### DIRECTION
Reproduce the part of the entries that opens with the line containing "target | background person" and closes with the line containing "[(335, 130)]", both included. Multiply every coordinate in the answers by 1.45 and round to whole numbers, with halves rounding up.

#### EXTRACTED ENTRIES ####

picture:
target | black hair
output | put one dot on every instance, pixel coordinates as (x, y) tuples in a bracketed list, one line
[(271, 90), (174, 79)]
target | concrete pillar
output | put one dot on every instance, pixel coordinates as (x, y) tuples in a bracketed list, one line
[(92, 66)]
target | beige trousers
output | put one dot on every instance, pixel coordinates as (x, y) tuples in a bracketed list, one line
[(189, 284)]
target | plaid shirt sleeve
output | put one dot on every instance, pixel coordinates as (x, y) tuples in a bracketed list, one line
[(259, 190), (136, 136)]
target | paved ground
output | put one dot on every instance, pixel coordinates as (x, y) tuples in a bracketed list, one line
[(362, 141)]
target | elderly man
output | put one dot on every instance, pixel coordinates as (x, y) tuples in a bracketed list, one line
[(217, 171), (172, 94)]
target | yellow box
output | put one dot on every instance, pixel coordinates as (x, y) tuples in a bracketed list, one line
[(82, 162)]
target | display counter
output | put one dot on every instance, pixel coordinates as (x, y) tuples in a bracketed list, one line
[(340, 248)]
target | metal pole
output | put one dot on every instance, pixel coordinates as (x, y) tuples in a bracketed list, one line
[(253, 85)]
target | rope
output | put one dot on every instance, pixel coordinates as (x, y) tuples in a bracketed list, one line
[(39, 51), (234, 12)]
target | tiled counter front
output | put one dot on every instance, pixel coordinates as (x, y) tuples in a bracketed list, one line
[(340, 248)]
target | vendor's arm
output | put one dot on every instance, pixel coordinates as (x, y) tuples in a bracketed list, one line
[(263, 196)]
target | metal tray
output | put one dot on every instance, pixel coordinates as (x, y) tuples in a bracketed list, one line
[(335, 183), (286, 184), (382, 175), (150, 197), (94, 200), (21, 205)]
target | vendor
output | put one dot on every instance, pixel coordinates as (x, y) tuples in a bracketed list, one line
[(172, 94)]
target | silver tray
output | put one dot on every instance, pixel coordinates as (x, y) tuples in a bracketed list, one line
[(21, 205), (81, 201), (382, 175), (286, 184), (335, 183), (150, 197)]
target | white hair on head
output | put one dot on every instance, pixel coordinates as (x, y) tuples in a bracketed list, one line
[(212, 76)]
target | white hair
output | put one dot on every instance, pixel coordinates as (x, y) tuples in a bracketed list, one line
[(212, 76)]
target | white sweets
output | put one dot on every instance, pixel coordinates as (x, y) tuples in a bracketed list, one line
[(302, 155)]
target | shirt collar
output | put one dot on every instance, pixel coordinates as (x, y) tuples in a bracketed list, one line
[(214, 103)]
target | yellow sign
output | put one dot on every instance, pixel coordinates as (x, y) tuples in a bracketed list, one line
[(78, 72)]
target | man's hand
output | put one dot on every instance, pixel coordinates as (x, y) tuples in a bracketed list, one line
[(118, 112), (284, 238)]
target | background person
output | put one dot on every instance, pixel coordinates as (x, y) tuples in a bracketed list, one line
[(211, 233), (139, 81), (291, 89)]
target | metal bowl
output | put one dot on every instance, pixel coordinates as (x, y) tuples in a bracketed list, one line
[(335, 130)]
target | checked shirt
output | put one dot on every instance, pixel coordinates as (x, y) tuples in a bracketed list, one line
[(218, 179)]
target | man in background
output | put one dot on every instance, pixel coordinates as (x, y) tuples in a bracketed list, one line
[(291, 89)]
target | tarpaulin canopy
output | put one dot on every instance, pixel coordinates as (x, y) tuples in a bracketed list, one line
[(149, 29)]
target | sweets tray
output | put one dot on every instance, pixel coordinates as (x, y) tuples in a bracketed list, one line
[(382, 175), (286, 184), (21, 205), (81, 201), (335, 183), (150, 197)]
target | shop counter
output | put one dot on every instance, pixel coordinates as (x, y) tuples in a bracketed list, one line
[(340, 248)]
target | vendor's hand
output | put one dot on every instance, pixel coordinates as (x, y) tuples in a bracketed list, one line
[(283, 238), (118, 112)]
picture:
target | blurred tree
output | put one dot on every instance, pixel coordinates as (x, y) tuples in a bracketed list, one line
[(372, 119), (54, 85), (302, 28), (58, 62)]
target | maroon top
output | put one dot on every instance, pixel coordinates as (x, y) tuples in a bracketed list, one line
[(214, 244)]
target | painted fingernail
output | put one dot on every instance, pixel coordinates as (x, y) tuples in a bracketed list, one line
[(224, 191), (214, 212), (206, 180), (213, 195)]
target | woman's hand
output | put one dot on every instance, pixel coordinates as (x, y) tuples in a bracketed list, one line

####

### TASK SOLUTION
target | background person
output | put one dot on every instance, pixel coordinates as (x, y) tuples in a bracketed list, one line
[(306, 338), (202, 117), (422, 129)]
target | metal bowl
output | put one dot on every instance, pixel coordinates as (x, y) tuples in a bracketed list, one line
[(486, 189)]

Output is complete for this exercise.